What the exercise asks: Your copy should repeat each record exactly and contain none of the pictures.
————
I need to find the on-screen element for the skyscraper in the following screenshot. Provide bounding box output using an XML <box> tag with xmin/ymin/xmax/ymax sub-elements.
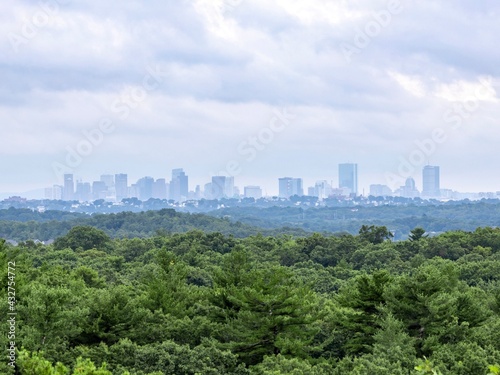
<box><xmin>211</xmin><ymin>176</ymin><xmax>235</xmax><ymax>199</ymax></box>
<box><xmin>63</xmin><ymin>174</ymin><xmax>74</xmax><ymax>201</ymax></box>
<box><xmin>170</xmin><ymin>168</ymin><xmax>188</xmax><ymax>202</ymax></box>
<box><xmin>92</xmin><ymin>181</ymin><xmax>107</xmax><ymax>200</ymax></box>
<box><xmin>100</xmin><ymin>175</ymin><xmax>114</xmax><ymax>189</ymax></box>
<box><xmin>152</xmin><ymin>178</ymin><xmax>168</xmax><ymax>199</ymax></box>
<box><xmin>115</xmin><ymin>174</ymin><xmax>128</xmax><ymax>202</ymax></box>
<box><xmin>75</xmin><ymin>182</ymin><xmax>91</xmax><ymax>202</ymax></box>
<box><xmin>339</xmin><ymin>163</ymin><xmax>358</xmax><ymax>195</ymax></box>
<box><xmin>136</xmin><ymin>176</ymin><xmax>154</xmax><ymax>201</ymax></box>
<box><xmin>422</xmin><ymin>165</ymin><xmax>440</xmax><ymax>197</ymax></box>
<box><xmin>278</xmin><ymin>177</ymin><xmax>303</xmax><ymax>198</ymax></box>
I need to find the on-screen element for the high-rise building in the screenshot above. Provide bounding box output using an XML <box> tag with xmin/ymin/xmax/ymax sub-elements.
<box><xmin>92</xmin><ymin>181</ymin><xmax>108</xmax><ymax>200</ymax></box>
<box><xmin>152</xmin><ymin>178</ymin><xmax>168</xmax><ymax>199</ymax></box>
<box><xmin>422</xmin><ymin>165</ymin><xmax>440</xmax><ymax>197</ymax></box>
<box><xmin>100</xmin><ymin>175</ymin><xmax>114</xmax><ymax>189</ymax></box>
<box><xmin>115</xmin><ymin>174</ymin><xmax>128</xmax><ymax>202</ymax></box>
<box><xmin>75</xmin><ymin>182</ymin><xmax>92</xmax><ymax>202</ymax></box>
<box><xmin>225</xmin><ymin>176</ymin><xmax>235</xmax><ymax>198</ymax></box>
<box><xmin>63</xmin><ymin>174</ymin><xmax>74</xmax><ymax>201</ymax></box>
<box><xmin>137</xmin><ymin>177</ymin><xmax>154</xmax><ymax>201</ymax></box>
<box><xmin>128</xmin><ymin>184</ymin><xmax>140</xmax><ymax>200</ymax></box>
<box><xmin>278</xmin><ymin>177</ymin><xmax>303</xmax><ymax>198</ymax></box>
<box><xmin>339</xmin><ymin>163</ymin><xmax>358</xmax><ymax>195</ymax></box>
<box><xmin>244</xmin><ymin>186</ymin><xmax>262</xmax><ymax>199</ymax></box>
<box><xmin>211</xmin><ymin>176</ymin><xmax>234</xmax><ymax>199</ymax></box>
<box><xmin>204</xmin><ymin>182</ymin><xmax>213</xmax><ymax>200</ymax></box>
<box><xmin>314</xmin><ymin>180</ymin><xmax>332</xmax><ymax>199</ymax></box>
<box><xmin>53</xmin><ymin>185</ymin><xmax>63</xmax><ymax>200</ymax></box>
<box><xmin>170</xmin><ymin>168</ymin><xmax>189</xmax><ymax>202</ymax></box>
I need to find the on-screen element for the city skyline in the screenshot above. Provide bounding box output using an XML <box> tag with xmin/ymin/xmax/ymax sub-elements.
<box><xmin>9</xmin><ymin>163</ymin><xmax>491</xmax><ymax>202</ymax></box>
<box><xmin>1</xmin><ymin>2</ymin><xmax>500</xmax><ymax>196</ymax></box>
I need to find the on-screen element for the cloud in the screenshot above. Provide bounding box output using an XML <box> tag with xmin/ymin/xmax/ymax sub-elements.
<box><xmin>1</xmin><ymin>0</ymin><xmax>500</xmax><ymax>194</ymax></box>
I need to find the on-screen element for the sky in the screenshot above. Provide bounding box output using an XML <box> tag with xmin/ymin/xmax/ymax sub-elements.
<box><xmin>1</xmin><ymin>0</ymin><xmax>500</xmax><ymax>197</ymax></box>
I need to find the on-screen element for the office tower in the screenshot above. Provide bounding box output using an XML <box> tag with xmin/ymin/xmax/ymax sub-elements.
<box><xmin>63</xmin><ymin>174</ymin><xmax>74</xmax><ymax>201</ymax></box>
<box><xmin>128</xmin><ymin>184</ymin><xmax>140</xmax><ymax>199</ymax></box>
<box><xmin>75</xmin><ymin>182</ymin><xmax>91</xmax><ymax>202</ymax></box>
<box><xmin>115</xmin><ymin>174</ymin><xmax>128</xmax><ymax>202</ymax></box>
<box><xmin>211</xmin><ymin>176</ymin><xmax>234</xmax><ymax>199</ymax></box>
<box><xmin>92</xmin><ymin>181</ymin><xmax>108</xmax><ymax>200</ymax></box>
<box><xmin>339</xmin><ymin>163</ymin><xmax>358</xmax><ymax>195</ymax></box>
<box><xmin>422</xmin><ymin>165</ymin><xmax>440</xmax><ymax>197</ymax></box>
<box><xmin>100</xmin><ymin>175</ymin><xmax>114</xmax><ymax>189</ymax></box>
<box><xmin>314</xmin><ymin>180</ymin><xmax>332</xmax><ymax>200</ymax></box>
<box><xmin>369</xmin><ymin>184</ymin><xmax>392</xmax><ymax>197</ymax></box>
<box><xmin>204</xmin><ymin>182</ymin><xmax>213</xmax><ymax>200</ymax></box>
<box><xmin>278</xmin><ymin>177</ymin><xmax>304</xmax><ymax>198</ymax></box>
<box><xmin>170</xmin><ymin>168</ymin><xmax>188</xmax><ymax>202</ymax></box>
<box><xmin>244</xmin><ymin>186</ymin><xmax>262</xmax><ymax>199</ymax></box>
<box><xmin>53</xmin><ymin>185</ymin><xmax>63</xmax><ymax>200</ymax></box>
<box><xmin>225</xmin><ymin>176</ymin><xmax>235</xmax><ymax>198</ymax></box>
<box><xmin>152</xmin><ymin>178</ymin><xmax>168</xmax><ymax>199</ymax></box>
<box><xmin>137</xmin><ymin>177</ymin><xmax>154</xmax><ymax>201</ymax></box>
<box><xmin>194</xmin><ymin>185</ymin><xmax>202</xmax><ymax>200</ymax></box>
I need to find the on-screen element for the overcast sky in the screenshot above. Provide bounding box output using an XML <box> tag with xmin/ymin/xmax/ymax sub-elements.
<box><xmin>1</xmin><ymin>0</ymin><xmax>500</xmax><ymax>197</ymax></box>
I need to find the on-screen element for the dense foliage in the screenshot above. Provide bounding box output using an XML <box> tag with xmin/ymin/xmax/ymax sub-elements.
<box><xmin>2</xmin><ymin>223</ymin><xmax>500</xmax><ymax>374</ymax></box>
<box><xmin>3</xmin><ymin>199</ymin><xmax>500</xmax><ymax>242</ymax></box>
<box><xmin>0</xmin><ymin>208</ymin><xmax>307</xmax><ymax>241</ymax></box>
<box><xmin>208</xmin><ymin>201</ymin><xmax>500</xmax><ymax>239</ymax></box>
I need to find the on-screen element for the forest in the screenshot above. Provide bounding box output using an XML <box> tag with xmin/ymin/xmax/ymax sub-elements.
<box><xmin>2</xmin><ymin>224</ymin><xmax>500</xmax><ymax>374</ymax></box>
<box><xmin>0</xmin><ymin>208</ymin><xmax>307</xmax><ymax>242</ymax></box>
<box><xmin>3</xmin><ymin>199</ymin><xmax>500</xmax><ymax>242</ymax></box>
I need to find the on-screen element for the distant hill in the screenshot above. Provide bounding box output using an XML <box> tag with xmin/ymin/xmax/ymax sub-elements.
————
Task solution:
I need to find the on-screen element for the skyscraper in the following screenshot. Provide bounding box output using an XML <box> tag with xmin/ymin/xmax/ymax sub-elements.
<box><xmin>211</xmin><ymin>176</ymin><xmax>235</xmax><ymax>199</ymax></box>
<box><xmin>63</xmin><ymin>174</ymin><xmax>74</xmax><ymax>201</ymax></box>
<box><xmin>170</xmin><ymin>168</ymin><xmax>188</xmax><ymax>202</ymax></box>
<box><xmin>92</xmin><ymin>181</ymin><xmax>107</xmax><ymax>200</ymax></box>
<box><xmin>100</xmin><ymin>175</ymin><xmax>114</xmax><ymax>189</ymax></box>
<box><xmin>152</xmin><ymin>178</ymin><xmax>168</xmax><ymax>199</ymax></box>
<box><xmin>115</xmin><ymin>174</ymin><xmax>128</xmax><ymax>202</ymax></box>
<box><xmin>75</xmin><ymin>182</ymin><xmax>91</xmax><ymax>202</ymax></box>
<box><xmin>339</xmin><ymin>163</ymin><xmax>358</xmax><ymax>195</ymax></box>
<box><xmin>136</xmin><ymin>176</ymin><xmax>154</xmax><ymax>201</ymax></box>
<box><xmin>422</xmin><ymin>165</ymin><xmax>440</xmax><ymax>197</ymax></box>
<box><xmin>278</xmin><ymin>177</ymin><xmax>303</xmax><ymax>198</ymax></box>
I need to find the on-screen element for the high-rise building in the screenshot above. Provide bounding box output using an XML <box> tag with xmin/ymin/xmax/ymax sub-elements.
<box><xmin>92</xmin><ymin>181</ymin><xmax>108</xmax><ymax>200</ymax></box>
<box><xmin>152</xmin><ymin>178</ymin><xmax>168</xmax><ymax>199</ymax></box>
<box><xmin>422</xmin><ymin>165</ymin><xmax>440</xmax><ymax>197</ymax></box>
<box><xmin>100</xmin><ymin>175</ymin><xmax>114</xmax><ymax>189</ymax></box>
<box><xmin>115</xmin><ymin>174</ymin><xmax>128</xmax><ymax>202</ymax></box>
<box><xmin>75</xmin><ymin>182</ymin><xmax>92</xmax><ymax>202</ymax></box>
<box><xmin>225</xmin><ymin>176</ymin><xmax>235</xmax><ymax>198</ymax></box>
<box><xmin>63</xmin><ymin>174</ymin><xmax>74</xmax><ymax>201</ymax></box>
<box><xmin>137</xmin><ymin>177</ymin><xmax>154</xmax><ymax>201</ymax></box>
<box><xmin>128</xmin><ymin>184</ymin><xmax>140</xmax><ymax>200</ymax></box>
<box><xmin>278</xmin><ymin>177</ymin><xmax>303</xmax><ymax>198</ymax></box>
<box><xmin>339</xmin><ymin>163</ymin><xmax>358</xmax><ymax>195</ymax></box>
<box><xmin>244</xmin><ymin>186</ymin><xmax>262</xmax><ymax>199</ymax></box>
<box><xmin>211</xmin><ymin>176</ymin><xmax>234</xmax><ymax>199</ymax></box>
<box><xmin>204</xmin><ymin>182</ymin><xmax>213</xmax><ymax>200</ymax></box>
<box><xmin>314</xmin><ymin>180</ymin><xmax>332</xmax><ymax>199</ymax></box>
<box><xmin>53</xmin><ymin>185</ymin><xmax>63</xmax><ymax>200</ymax></box>
<box><xmin>170</xmin><ymin>168</ymin><xmax>189</xmax><ymax>202</ymax></box>
I need to find the on-screen element for the city skyline in the screenshot above. Provide bounding box output using an XML <box> tag with xmin/ymin/xmax/ymax sub-elements.
<box><xmin>9</xmin><ymin>163</ymin><xmax>491</xmax><ymax>202</ymax></box>
<box><xmin>1</xmin><ymin>2</ymin><xmax>500</xmax><ymax>196</ymax></box>
I need to find the on-screen element for the cloud in the screenshot above. Provide bounding box output using an XML <box> tag with xmin/ymin/xmax/ymax sub-elements.
<box><xmin>1</xmin><ymin>0</ymin><xmax>500</xmax><ymax>194</ymax></box>
I need to find the on-screen element for the sky in the screenshot above. Provide bounding box output using an XML <box> tag with xmin/ymin/xmax/ymax sub-elements.
<box><xmin>1</xmin><ymin>0</ymin><xmax>500</xmax><ymax>197</ymax></box>
I need to find the on-screen element for the office tower in the screenshot above. Provide bounding box output using an XML <box> tag with xmin/ymin/xmax/ymax sub-elements.
<box><xmin>63</xmin><ymin>174</ymin><xmax>74</xmax><ymax>201</ymax></box>
<box><xmin>128</xmin><ymin>184</ymin><xmax>140</xmax><ymax>199</ymax></box>
<box><xmin>75</xmin><ymin>182</ymin><xmax>91</xmax><ymax>202</ymax></box>
<box><xmin>115</xmin><ymin>174</ymin><xmax>128</xmax><ymax>202</ymax></box>
<box><xmin>211</xmin><ymin>176</ymin><xmax>234</xmax><ymax>199</ymax></box>
<box><xmin>92</xmin><ymin>181</ymin><xmax>108</xmax><ymax>200</ymax></box>
<box><xmin>339</xmin><ymin>163</ymin><xmax>358</xmax><ymax>195</ymax></box>
<box><xmin>422</xmin><ymin>165</ymin><xmax>440</xmax><ymax>197</ymax></box>
<box><xmin>100</xmin><ymin>175</ymin><xmax>114</xmax><ymax>189</ymax></box>
<box><xmin>314</xmin><ymin>180</ymin><xmax>332</xmax><ymax>200</ymax></box>
<box><xmin>369</xmin><ymin>184</ymin><xmax>392</xmax><ymax>197</ymax></box>
<box><xmin>204</xmin><ymin>182</ymin><xmax>213</xmax><ymax>200</ymax></box>
<box><xmin>278</xmin><ymin>177</ymin><xmax>304</xmax><ymax>198</ymax></box>
<box><xmin>170</xmin><ymin>168</ymin><xmax>188</xmax><ymax>202</ymax></box>
<box><xmin>244</xmin><ymin>186</ymin><xmax>262</xmax><ymax>199</ymax></box>
<box><xmin>53</xmin><ymin>185</ymin><xmax>63</xmax><ymax>200</ymax></box>
<box><xmin>225</xmin><ymin>176</ymin><xmax>235</xmax><ymax>198</ymax></box>
<box><xmin>152</xmin><ymin>178</ymin><xmax>168</xmax><ymax>199</ymax></box>
<box><xmin>137</xmin><ymin>177</ymin><xmax>154</xmax><ymax>201</ymax></box>
<box><xmin>194</xmin><ymin>185</ymin><xmax>202</xmax><ymax>200</ymax></box>
I need to find the on-screen element for the overcast sky in the screenshot above. Provide bounding box output using an XML <box> tag with xmin/ymin/xmax/ymax sub-elements.
<box><xmin>1</xmin><ymin>0</ymin><xmax>500</xmax><ymax>197</ymax></box>
I need to find the on-screen element for the dense foliage in the screenshot above. Provide bounding box output using an XML <box> tag with xmin/ymin/xmax/ymax sub-elements.
<box><xmin>2</xmin><ymin>223</ymin><xmax>500</xmax><ymax>374</ymax></box>
<box><xmin>3</xmin><ymin>199</ymin><xmax>500</xmax><ymax>242</ymax></box>
<box><xmin>0</xmin><ymin>208</ymin><xmax>307</xmax><ymax>241</ymax></box>
<box><xmin>208</xmin><ymin>201</ymin><xmax>500</xmax><ymax>239</ymax></box>
I need to find the on-screen element for the forest in the screenshot above. Provide bounding box output using an XML <box> tag with xmin/ymin/xmax/ymax sub-elements.
<box><xmin>2</xmin><ymin>224</ymin><xmax>500</xmax><ymax>374</ymax></box>
<box><xmin>0</xmin><ymin>208</ymin><xmax>307</xmax><ymax>242</ymax></box>
<box><xmin>3</xmin><ymin>199</ymin><xmax>500</xmax><ymax>242</ymax></box>
I need to find the on-screen element for the distant hill in the screenshot above. Provide bounding box output using an XML <box> tag with xmin/ymin/xmax/ymax sub-elements.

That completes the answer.